Given instruction A | Find every line in the records that contains the word "wooden", matching case exactly, and copy each of those lines.
Given instruction B | Continue the article on Puerto Rico's bond debt from the point where it ends.

Text passage |

PUERTO RICO BONDS SLIP AS REALITY SETS IN THAT THE COMMONWEALTH LACKS SUFFICIENT RESOURCES TO PAY ITS HEFTY DEBTS

 

Reality set in for investors of Puerto Rico bonds as prices weakened significantly as the federal oversight board agreed with Puerto Rico’s Governor that you just can’t get blood from a stone. The oversight board created through the PROMESA legislation passed by the 114th Congress which empowered the board to craft and approve a financial recovery plan for the debt strapped island. The commonwealth has been struggling to cope with a $70 billion debt load from 13 distinct bond issuers on the island.

Material for this task |
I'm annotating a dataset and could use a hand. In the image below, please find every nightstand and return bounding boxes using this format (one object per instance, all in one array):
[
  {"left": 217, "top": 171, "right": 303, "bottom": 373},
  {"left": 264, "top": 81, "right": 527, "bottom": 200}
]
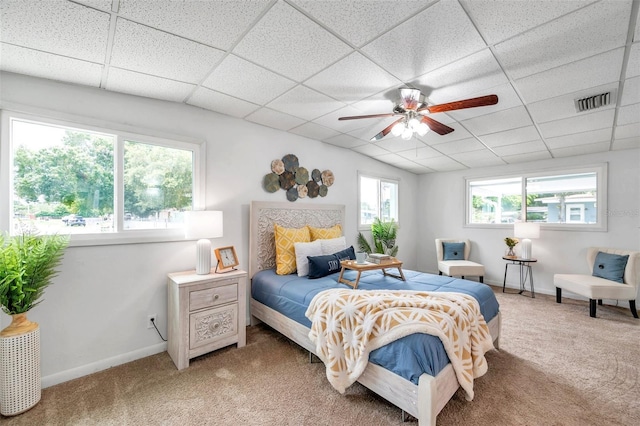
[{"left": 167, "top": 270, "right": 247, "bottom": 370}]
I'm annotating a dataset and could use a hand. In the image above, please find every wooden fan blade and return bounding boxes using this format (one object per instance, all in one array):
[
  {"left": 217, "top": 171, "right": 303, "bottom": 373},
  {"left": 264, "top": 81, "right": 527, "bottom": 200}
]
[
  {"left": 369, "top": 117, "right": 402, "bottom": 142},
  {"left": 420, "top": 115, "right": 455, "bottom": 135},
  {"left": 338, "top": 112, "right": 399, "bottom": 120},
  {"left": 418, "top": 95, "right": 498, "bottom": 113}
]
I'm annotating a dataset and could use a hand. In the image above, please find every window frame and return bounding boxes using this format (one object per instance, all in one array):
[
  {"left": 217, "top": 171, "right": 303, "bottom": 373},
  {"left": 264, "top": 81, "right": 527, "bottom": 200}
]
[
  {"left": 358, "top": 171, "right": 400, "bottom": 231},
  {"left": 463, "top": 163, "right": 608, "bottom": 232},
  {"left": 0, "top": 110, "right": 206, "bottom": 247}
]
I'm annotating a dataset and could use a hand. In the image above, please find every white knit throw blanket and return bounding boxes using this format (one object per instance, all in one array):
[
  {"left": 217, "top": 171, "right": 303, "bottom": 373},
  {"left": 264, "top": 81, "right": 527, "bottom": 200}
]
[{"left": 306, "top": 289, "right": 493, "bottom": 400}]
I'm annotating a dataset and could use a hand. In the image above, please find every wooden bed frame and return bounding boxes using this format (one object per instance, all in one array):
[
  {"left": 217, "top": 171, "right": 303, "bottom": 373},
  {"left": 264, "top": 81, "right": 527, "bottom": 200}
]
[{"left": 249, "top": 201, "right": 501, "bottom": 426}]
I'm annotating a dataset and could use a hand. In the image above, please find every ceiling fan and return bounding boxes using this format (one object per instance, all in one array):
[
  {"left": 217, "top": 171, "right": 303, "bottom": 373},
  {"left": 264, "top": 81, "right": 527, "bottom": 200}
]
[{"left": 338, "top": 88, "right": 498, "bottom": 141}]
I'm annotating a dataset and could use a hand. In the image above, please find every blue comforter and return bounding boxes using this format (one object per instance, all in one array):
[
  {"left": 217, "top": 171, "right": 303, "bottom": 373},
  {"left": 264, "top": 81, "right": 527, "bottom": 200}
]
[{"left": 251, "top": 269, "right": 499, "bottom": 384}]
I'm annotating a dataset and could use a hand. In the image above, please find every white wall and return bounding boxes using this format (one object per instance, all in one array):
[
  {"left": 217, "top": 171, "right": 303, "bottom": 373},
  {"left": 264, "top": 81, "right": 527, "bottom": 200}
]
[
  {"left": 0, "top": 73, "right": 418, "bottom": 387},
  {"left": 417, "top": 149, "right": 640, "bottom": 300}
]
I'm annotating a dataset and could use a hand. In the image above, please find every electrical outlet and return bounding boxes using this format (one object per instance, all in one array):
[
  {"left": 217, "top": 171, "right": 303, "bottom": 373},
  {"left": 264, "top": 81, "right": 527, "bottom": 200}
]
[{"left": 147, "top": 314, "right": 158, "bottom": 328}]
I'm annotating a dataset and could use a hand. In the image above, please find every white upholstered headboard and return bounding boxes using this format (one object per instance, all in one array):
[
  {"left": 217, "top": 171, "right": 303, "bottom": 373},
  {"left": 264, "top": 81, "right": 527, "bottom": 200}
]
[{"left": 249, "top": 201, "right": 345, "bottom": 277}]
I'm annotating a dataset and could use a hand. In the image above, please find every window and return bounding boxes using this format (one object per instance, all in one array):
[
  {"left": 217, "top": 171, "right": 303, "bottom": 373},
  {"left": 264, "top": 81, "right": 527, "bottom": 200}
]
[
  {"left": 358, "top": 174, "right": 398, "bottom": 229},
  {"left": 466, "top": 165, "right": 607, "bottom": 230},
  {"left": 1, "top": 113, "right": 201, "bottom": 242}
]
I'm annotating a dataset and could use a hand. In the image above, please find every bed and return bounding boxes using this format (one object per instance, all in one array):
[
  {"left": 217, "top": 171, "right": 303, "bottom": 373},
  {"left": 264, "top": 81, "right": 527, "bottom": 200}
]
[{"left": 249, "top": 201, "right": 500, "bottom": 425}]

Result A |
I'm annotating a dataset and could use a hand. In the image above, please find every wooden fan blade and return bounding boxes using this format (one object per instance, all in one array):
I'm annotating a dataset and could use a hand. In the image above, please find every wooden bed frame and return bounding boxes using this format (one object per instance, all in one array):

Result B |
The board accepted Governor Ricardo Rossello’s assessment that the only path to closing the island’s perpetual budget deficit is to reduce the amount of payment of debt service to holders of Puerto Rico’s bonds. The cut of annual debt service to $800 million from the $3 billion owed each year is pretty draconian. Based on the proposal only 26 percent of debt service will be paid and principal payments stretched out across the next decade. The fact that there is a limited pie to work with will likely heat up ongoing battles between different bondholder groups; most notably the General Obligation bond holders who are pitted against the Puerto Rico COFINA bondholders. COFINA is also known as the Puerto Rico Sales Tax Financing Corporation.

The benchmark Puerto Rico General Obligation bond which carries an 8% coupon rate and matures in 2035 dropped in price from trading at approximately 72.5% percent of par to 67.5% in late trading on March 14.  Trading activity can be found on the MSRBs site EMMA.  The bond auction sites also appear to have heavy bid-wanted action with sellers looking to liquidate some of their holdings as they assess a future for the commonwealth that will likely include legal battles between not only different classes of Puerto Rico’s bondholders but also between bondholders, pensioners, and the balancing need for essential services in the face of financial austerity.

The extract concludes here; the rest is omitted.